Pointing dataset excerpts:
---
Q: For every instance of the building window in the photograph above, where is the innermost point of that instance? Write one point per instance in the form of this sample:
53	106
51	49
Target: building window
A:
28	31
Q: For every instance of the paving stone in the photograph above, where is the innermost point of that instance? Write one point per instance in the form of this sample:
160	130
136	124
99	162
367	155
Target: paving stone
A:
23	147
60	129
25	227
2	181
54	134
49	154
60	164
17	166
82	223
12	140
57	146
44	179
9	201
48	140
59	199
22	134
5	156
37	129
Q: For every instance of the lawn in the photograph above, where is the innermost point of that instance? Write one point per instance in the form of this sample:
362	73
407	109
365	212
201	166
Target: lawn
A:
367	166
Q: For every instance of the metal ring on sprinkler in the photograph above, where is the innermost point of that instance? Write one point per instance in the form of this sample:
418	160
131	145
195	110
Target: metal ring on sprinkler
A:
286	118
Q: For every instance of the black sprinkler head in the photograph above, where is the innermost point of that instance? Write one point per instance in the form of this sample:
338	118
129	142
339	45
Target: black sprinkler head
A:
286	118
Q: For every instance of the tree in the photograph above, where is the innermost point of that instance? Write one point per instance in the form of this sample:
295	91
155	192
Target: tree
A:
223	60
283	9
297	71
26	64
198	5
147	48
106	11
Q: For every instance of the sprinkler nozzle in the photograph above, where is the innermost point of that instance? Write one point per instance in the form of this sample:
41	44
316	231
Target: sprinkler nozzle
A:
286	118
---
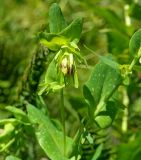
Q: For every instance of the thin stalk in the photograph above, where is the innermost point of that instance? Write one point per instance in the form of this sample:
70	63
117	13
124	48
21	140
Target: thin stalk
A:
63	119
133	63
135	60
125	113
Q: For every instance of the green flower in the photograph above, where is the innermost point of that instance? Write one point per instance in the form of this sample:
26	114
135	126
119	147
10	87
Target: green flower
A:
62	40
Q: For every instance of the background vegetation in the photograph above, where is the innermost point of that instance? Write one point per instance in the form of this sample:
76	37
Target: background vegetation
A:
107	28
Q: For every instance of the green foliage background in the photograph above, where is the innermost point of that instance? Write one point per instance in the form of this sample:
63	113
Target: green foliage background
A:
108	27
---
== Work required ==
Pull out each line of the records above that contains the string "thin", matching case exactly.

== Exercise response ==
Q: For every instance of the thin stalk in the photograph above, where is the innermost point of that instance? Write one point per instance in the form of this sample:
Target: thin stalk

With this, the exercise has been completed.